ACTION ITEM A:
Answer these questions using the article on Singapore's second-quarter GDP:
(i) By how much did gross domestic product contract quarter-on-quarter in the second quarter?
(ii) Between which dates were the "circuit breaker" measures in force?
(iii) What resident unemployment rate is forecast for 2020?
ACTION ITEM B: Continue the article on Singapore's second-quarter economic contraction from its last sentence.

Singapore GDP shrinks a record 41.2% in second quarter

Singapore fell into recession for the first time since the global financial crisis, with gross domestic product contracting by 41.2 per cent in the second quarter after the city-state imposed a lockdown to battle coronavirus.

The quarter-on-quarter squeeze in gross domestic product was the largest on record, according to preliminary figures from the trade and industry ministry, following a 3.3 per cent contraction in the first quarter. 

The economy shrank by 12.6 per cent year-on-year — the largest drop since independence in 1965 — owing to “circuit breaker” measures imposed from April 7 to June 1 that forced non-essential businesses to close. Economists polled by Reuters had forecast a 10.5 per cent fall.

The economy shrank by 0.3 per cent in the first quarter compared with the same period last year. 

The second-quarter fall confirms that the city-state is in technical recession, defined as two consecutive quarters of contraction. 

The dire economic data come days after Singapore’s ruling party won re-election but secured one of the lowest shares of the popular vote on record. Concerns over jobs intensified against the backdrop of Covid-19, with the resident unemployment rate forecast to jump to 4.2 per cent in 2020. Up to 97,800 residents could lose their jobs by the end of the year, according to DBS.

Source records:
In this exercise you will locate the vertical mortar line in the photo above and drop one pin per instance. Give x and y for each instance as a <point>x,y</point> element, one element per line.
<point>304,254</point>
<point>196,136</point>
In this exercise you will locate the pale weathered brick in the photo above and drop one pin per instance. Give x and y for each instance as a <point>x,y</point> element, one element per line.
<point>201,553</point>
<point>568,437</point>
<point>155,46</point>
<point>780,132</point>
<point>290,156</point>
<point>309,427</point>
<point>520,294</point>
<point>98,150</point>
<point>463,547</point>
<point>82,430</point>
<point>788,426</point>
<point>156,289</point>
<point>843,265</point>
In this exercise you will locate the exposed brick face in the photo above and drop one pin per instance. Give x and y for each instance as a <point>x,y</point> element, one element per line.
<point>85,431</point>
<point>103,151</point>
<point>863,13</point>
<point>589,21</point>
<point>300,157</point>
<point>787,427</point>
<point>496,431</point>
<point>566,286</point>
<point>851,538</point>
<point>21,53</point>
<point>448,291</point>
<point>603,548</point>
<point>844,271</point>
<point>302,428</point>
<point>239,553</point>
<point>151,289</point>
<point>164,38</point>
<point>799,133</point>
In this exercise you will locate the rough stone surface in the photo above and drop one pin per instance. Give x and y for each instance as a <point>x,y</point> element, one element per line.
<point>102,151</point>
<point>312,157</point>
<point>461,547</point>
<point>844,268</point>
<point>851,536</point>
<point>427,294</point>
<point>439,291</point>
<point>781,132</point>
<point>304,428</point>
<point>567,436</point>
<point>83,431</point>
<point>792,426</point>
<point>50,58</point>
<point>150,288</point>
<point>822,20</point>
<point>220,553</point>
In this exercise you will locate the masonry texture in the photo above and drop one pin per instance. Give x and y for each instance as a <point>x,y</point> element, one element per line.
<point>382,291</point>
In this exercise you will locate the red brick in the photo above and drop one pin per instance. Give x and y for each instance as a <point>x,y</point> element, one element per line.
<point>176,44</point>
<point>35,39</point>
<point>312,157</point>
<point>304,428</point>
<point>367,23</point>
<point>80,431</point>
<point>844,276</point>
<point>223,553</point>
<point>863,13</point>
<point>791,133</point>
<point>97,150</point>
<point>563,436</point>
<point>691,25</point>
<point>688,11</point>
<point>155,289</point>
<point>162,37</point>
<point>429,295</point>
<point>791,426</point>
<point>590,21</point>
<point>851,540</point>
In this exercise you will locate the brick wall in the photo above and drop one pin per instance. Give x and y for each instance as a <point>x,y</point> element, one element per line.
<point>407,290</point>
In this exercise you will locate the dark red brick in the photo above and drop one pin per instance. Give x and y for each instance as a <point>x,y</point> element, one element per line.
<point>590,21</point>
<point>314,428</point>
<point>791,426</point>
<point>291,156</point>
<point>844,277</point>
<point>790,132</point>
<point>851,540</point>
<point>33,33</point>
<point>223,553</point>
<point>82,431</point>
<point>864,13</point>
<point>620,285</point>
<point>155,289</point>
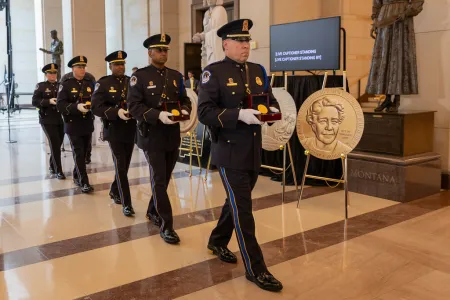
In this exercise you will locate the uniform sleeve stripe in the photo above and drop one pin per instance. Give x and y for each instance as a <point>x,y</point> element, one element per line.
<point>218,117</point>
<point>106,112</point>
<point>145,113</point>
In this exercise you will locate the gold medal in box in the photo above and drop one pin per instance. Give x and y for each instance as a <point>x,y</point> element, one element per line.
<point>175,109</point>
<point>260,102</point>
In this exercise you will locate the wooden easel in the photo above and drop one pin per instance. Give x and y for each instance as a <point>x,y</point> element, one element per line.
<point>192,138</point>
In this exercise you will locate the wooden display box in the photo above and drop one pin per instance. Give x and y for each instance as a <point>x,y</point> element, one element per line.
<point>401,134</point>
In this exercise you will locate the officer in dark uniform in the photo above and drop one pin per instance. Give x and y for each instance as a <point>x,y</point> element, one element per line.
<point>236,147</point>
<point>44,98</point>
<point>74,99</point>
<point>158,136</point>
<point>119,129</point>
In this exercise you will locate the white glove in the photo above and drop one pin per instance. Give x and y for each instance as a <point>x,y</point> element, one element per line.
<point>274,109</point>
<point>81,108</point>
<point>122,114</point>
<point>248,116</point>
<point>164,117</point>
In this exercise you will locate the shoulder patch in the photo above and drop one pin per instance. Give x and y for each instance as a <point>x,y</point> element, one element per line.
<point>206,75</point>
<point>133,81</point>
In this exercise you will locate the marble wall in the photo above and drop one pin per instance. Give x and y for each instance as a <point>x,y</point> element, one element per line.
<point>433,46</point>
<point>24,46</point>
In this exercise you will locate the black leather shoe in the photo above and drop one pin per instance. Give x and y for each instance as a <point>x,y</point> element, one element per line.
<point>156,220</point>
<point>60,176</point>
<point>170,236</point>
<point>128,211</point>
<point>223,253</point>
<point>265,281</point>
<point>86,188</point>
<point>115,198</point>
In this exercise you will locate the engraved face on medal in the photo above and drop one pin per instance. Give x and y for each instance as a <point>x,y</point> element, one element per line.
<point>330,123</point>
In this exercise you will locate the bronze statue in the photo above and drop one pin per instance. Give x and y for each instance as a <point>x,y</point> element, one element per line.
<point>394,67</point>
<point>56,50</point>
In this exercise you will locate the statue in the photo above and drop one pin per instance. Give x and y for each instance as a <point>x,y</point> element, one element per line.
<point>56,49</point>
<point>394,67</point>
<point>215,17</point>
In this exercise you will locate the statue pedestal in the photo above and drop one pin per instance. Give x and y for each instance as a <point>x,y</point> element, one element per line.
<point>394,178</point>
<point>394,159</point>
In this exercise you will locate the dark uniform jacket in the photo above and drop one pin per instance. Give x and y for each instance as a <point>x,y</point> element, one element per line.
<point>222,93</point>
<point>71,93</point>
<point>48,114</point>
<point>110,96</point>
<point>145,98</point>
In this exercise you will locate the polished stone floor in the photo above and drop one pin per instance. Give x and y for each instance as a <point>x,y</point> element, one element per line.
<point>56,243</point>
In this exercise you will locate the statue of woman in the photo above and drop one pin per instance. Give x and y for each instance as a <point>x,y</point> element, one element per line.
<point>394,67</point>
<point>215,17</point>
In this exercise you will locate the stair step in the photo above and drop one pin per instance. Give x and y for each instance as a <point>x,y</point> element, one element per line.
<point>369,104</point>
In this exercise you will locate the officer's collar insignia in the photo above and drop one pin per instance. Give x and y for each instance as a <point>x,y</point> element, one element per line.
<point>231,82</point>
<point>245,25</point>
<point>206,76</point>
<point>133,81</point>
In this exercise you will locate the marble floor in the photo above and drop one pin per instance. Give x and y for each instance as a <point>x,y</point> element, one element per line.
<point>56,243</point>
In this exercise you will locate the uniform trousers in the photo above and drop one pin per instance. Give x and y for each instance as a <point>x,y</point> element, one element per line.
<point>161,165</point>
<point>121,153</point>
<point>55,137</point>
<point>89,149</point>
<point>80,146</point>
<point>237,214</point>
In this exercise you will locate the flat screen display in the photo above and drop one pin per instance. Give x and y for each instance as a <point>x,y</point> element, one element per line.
<point>307,45</point>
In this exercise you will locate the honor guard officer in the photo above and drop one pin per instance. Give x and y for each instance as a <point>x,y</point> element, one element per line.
<point>158,136</point>
<point>119,129</point>
<point>74,100</point>
<point>236,147</point>
<point>44,98</point>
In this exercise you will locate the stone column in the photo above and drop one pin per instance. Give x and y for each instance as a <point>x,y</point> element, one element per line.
<point>85,33</point>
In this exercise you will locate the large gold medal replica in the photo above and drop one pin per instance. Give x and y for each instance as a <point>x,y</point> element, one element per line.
<point>330,123</point>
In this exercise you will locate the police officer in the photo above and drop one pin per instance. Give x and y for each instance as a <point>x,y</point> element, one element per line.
<point>91,77</point>
<point>44,98</point>
<point>158,135</point>
<point>236,147</point>
<point>119,129</point>
<point>73,102</point>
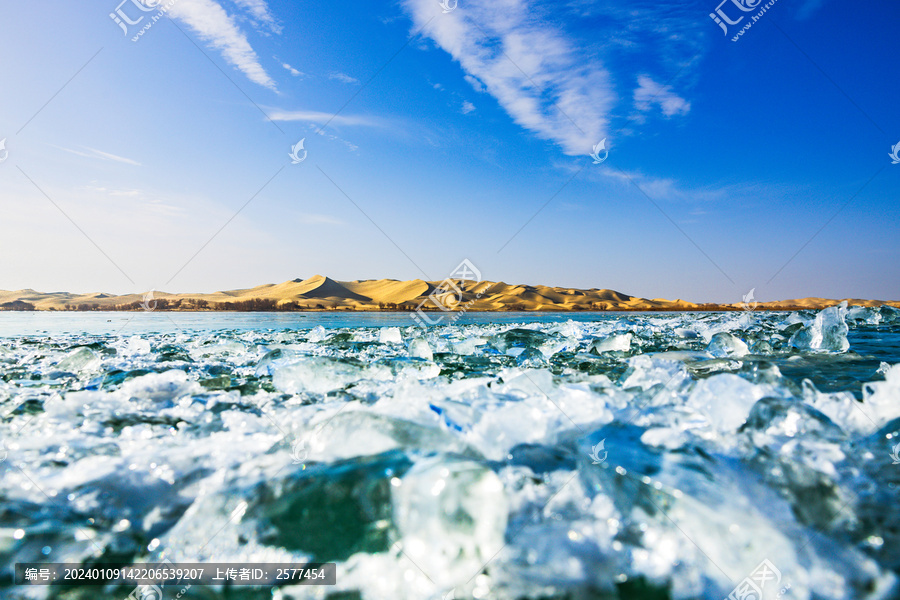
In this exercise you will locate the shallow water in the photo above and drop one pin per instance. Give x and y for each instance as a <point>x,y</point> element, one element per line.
<point>512,455</point>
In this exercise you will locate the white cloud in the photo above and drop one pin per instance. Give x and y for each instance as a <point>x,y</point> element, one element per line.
<point>93,153</point>
<point>291,70</point>
<point>260,12</point>
<point>343,78</point>
<point>476,85</point>
<point>313,116</point>
<point>210,21</point>
<point>533,70</point>
<point>649,92</point>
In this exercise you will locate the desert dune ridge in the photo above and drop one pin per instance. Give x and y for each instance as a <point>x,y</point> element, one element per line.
<point>323,293</point>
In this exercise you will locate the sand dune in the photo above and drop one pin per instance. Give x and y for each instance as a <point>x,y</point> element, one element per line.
<point>323,293</point>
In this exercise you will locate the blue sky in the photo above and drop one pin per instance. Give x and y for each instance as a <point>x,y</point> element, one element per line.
<point>435,136</point>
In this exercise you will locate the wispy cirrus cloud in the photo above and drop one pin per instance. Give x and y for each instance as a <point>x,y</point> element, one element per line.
<point>260,12</point>
<point>650,92</point>
<point>94,153</point>
<point>313,116</point>
<point>219,30</point>
<point>562,74</point>
<point>343,78</point>
<point>530,66</point>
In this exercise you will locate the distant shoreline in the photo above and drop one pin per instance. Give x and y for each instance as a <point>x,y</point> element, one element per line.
<point>322,294</point>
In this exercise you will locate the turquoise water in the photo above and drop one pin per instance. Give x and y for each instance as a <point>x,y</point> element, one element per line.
<point>508,455</point>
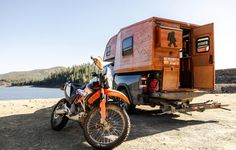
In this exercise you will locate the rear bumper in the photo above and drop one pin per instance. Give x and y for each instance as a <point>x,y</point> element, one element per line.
<point>174,96</point>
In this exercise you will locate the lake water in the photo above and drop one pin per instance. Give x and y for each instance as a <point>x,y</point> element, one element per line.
<point>27,92</point>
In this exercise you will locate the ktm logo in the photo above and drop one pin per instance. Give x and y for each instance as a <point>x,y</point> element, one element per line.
<point>171,38</point>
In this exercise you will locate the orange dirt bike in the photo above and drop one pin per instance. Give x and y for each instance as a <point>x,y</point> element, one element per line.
<point>97,108</point>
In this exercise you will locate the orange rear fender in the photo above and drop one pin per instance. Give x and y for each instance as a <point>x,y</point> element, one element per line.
<point>115,93</point>
<point>108,92</point>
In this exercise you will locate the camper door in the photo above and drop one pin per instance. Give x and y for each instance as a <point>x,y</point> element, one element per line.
<point>203,57</point>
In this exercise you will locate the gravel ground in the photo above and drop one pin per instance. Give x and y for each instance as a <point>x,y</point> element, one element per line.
<point>25,125</point>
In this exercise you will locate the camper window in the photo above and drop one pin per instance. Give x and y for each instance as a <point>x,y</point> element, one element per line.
<point>127,46</point>
<point>203,44</point>
<point>108,51</point>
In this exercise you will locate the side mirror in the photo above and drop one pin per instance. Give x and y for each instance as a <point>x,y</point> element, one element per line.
<point>62,87</point>
<point>94,74</point>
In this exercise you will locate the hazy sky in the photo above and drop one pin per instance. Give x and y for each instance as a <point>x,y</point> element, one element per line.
<point>46,33</point>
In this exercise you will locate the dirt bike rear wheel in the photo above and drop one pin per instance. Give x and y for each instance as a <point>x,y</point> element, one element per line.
<point>116,131</point>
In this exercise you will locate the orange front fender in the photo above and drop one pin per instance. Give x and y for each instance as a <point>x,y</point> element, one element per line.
<point>94,97</point>
<point>115,93</point>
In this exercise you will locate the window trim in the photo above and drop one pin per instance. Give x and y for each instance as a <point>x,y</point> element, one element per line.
<point>202,38</point>
<point>127,50</point>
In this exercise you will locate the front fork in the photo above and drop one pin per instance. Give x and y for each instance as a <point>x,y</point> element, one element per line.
<point>103,107</point>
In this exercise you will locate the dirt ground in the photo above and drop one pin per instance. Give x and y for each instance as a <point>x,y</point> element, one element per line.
<point>25,125</point>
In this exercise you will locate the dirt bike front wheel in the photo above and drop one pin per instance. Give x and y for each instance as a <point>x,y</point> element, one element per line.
<point>110,135</point>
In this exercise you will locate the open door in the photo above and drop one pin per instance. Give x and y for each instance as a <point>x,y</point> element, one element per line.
<point>203,57</point>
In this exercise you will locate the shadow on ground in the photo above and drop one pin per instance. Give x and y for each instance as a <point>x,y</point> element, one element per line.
<point>33,131</point>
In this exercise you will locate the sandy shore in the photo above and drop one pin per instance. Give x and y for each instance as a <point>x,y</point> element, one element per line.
<point>25,124</point>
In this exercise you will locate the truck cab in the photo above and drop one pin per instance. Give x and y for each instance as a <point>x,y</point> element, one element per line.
<point>162,62</point>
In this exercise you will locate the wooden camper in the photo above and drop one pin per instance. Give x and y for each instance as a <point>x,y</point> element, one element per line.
<point>182,52</point>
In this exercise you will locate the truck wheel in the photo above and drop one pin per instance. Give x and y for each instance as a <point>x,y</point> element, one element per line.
<point>130,108</point>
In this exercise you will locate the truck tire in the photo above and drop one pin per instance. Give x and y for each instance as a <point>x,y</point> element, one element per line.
<point>111,136</point>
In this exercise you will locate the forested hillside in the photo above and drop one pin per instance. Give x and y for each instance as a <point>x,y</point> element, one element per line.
<point>81,74</point>
<point>22,77</point>
<point>53,77</point>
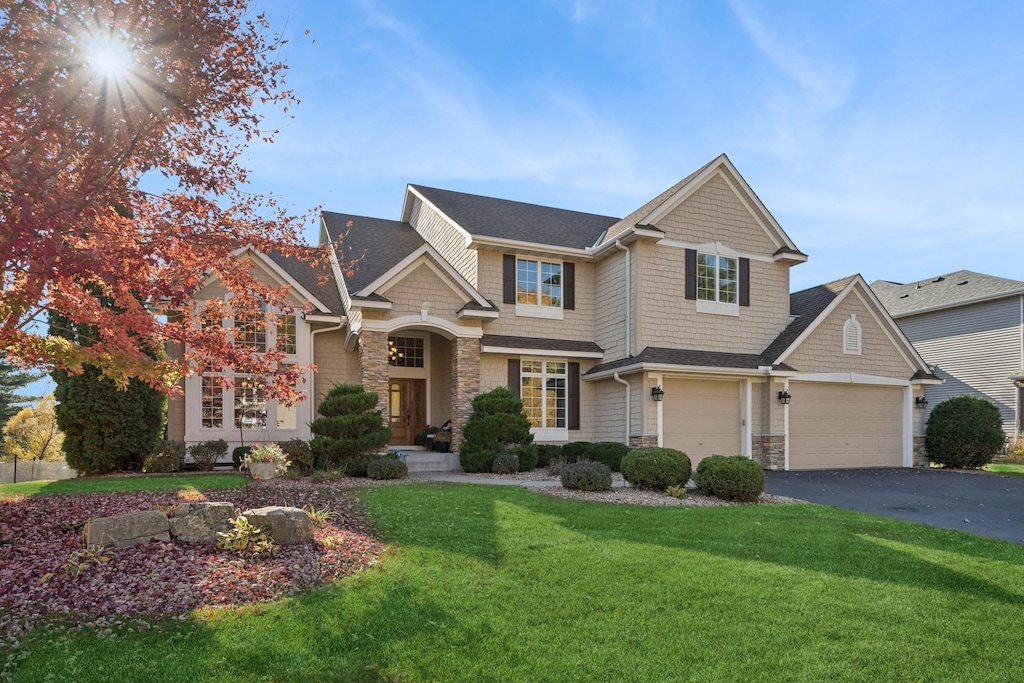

EXERCISE ANSWER A:
(i) 41.2%
(ii) April 7 to June 1
(iii) 4.2%

EXERCISE ANSWER B:
Singapore’s export-driven economy was hit by a drop in external demand as countries around the world also locked down to prevent the spread of the virus. 

Chua Hak Bin, senior economist at Maybank, expects a rebound in the third quarter, when looser social distancing measures should boost the services sector. Mr Chua said the services sector rather than manufacturing — which grew 2.5 per cent in the second quarter on an annual basis — was dragging the economy down.

But recovery will be damped by a “slow reopening, border controls, strict distancing rules and foreign worker shortages”, he added.

“Not only are some workers still stuck in dormitories, but Singapore also relies on [hundreds of thousands of] workers from Malaysia who commute every day. ”

On Tuesday, Singapore and Malaysia announced that they would gradually resume cross border travel for essential and official business from August 10.

Under this scheme, long-term immigration pass holders may enter the other country for work.

With foreign workers restricted to their dormitories, construction fell by 54.7 per cent year on year in the second quarter. Having seemingly controlled the virus early this year, the contagion spread rapidly in dormitories where more than 300,000 migrant workers sleep in cramped rooms with up to 20 bunk beds.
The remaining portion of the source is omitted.